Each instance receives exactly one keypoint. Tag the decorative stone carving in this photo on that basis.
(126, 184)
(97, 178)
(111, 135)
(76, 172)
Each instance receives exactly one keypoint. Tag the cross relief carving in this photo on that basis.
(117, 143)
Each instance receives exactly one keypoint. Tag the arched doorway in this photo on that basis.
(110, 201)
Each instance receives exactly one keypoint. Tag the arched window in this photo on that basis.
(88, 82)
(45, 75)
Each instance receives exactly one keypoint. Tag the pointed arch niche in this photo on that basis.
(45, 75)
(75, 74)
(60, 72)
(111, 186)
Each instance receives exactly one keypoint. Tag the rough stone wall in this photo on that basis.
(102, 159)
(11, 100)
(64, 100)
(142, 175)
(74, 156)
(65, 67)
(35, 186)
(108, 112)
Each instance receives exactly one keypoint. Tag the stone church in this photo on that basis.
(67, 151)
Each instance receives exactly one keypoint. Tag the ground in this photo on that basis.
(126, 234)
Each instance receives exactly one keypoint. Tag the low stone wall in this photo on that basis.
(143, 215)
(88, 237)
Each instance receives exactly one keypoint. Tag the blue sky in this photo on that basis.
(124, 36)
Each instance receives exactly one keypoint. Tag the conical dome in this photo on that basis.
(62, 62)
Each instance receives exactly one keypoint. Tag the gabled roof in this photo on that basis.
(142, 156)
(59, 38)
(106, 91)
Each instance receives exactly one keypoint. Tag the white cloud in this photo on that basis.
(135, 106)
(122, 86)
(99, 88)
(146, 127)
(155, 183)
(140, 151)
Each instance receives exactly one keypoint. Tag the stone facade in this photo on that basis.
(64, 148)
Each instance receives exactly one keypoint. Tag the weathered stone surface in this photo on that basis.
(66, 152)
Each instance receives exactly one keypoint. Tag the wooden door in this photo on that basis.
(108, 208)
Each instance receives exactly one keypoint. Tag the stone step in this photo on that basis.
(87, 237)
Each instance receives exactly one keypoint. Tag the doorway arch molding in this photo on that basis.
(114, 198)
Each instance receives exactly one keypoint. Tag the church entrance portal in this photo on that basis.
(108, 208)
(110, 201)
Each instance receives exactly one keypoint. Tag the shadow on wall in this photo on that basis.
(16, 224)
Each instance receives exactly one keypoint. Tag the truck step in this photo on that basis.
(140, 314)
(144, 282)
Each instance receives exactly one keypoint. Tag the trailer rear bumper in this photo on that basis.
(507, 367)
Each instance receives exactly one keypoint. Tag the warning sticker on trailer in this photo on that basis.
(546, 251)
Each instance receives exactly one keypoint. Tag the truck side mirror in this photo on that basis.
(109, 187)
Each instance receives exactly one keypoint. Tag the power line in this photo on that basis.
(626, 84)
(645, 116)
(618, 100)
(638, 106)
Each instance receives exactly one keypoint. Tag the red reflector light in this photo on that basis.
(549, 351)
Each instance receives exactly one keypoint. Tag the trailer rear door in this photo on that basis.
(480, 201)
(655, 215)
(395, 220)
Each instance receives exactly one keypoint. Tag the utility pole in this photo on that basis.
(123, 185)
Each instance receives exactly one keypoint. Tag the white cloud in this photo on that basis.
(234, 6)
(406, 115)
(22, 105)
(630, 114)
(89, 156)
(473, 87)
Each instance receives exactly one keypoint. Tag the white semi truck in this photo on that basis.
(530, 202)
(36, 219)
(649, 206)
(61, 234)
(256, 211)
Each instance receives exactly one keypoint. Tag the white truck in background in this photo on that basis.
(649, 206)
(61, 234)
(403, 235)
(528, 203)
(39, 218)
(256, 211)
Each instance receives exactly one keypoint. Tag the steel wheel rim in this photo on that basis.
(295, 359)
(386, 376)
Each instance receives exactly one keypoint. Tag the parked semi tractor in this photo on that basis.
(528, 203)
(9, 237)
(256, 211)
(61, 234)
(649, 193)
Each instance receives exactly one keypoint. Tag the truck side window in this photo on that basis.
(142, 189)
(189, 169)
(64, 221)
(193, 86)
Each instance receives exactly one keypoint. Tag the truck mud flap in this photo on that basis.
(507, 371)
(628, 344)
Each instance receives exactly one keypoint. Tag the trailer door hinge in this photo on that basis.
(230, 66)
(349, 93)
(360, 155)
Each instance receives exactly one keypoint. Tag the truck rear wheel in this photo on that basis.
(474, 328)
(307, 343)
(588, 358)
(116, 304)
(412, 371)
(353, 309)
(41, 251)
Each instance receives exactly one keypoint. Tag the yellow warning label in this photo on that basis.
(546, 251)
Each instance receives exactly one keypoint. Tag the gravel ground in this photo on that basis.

▶ What is required
Please reproduce the whole listing exactly, omitting no line.

▶ Answer area
Each instance receives exactly one keypoint. Tag the decorative stone carving in this photo on that basis.
(126, 184)
(97, 178)
(111, 135)
(76, 172)
Each instance receives exactly one keypoint. Tag the cross relief carving in this photo on that basis.
(117, 143)
Each instance receives exactly one keypoint. Tag the arched doorway in this photo on that basis.
(110, 201)
Each instance receives exactly one keypoint. Tag the arched window in this photo on that basis.
(88, 82)
(45, 75)
Each instance receives exactly one keypoint. Tag the pointed arch niche in this photo on that basis.
(45, 75)
(75, 74)
(60, 72)
(111, 186)
Each instance receives exactly one keypoint. Tag the rough stone wall in this photo on that basis.
(102, 159)
(11, 100)
(64, 100)
(142, 175)
(74, 156)
(65, 67)
(35, 186)
(108, 112)
Each instance receives exactly one keypoint. Tag the stone church in this photo on that basis.
(67, 151)
Each instance receives exactly one keypoint. Tag the ground in this photo on that basis.
(126, 234)
Each instance receives exactly one keypoint. Tag the low stone wall in this photo on that basis.
(143, 215)
(88, 237)
Each instance receives exactly one keypoint. Tag the blue sky in this photo on that basis.
(124, 36)
Each instance receives exactly one keypoint. Tag the conical dome in this photo on that basis.
(62, 62)
Each instance receives exactly one keypoint. Tag the gabled roof in this photo on that basis.
(142, 156)
(59, 38)
(106, 91)
Each instance receives exactly one keypoint. Tag the white cloud in this photo on that basis.
(135, 106)
(122, 86)
(99, 88)
(146, 127)
(155, 183)
(140, 151)
Each instance receives exactly one keypoint. Tag the stone facade in this photo on that basis.
(64, 148)
Each instance receives exactly one keypoint. Tag the weathered stone surface in this photo on that basis.
(66, 152)
Each instance receives exactly one keypoint. Tag the wooden door in this photo on that basis.
(108, 208)
Each instance receives exactly one keypoint. Tag the stone step in this photo on that basis.
(87, 237)
Each instance receives exactly one keypoint. Tag the doorway arch molding in this photo on that basis.
(114, 198)
Each instance receives exactly one keypoint. Tag the church entrance portal in this photo on that basis.
(108, 208)
(110, 201)
Each instance receives exactly one keypoint. Tag the shadow on wall in this photo on that basis.
(16, 224)
Each instance receives exactly one keypoint. Tag the truck step in this photo on that basis.
(140, 314)
(144, 282)
Each instance receives exactly one keypoint. Tag the trailer rear bumper in this photo on that basis.
(507, 367)
Each instance receives exactly one keypoint. Tag the warning sticker on trailer in this photo on that basis.
(546, 251)
Each instance receives exactly one keypoint. Tag the truck side mirror in this photo on that basis.
(109, 187)
Each instance receives exactly one keypoint. Tag the power line in this photo on that basis.
(626, 84)
(645, 116)
(618, 100)
(638, 106)
Each instance receives exactly one keypoint. Tag the red reflector light in this photo on that basis.
(549, 351)
Each instance receives exactly one keypoint. Tag the trailer rear door in this photo on that basis.
(480, 201)
(655, 215)
(395, 220)
Each instance receives exactly one keypoint. Tag the utility pole in this photo on that basis.
(123, 185)
Each instance receives exactly one keypoint. Tag the white cloud in this photo on that basis.
(234, 6)
(406, 115)
(22, 105)
(630, 114)
(89, 156)
(473, 87)
Each instance receives exactly one keypoint. Tag the white semi truck in this photo on that basis.
(530, 202)
(36, 219)
(649, 206)
(61, 234)
(256, 211)
Each instance receives exactly one keypoint. Tag the white truck in background in this photo on that basis.
(649, 206)
(61, 234)
(403, 235)
(528, 203)
(39, 218)
(256, 211)
Each instance receives exactly one keypoint. Tag the steel wheel rim in this photo on that basis.
(295, 359)
(386, 376)
Each instance receives exactly one keypoint. Tag the parked semi tractor in this photo on that basis.
(528, 203)
(9, 237)
(256, 211)
(61, 234)
(649, 193)
Each instance receives exactly one keypoint. Tag the truck side window in this photo on that basis.
(142, 189)
(189, 169)
(64, 221)
(193, 86)
Each instance receives exactly one keypoint. Tag the truck mud flap in this photo on that basis.
(507, 371)
(628, 344)
Each instance receives exactly one keypoint. Tag the trailer door hinge in this photo on that basis.
(230, 66)
(349, 93)
(360, 155)
Each instance receives exactly one keypoint. Tag the truck rear wheel in this photo on that basis.
(474, 328)
(307, 343)
(588, 358)
(116, 304)
(412, 371)
(353, 309)
(41, 251)
Each instance receives exactly one keypoint. Tag the yellow warning label in this photo on that basis.
(546, 251)
Each instance receives exactly one keypoint. Tag the gravel ground in this photo on that basis.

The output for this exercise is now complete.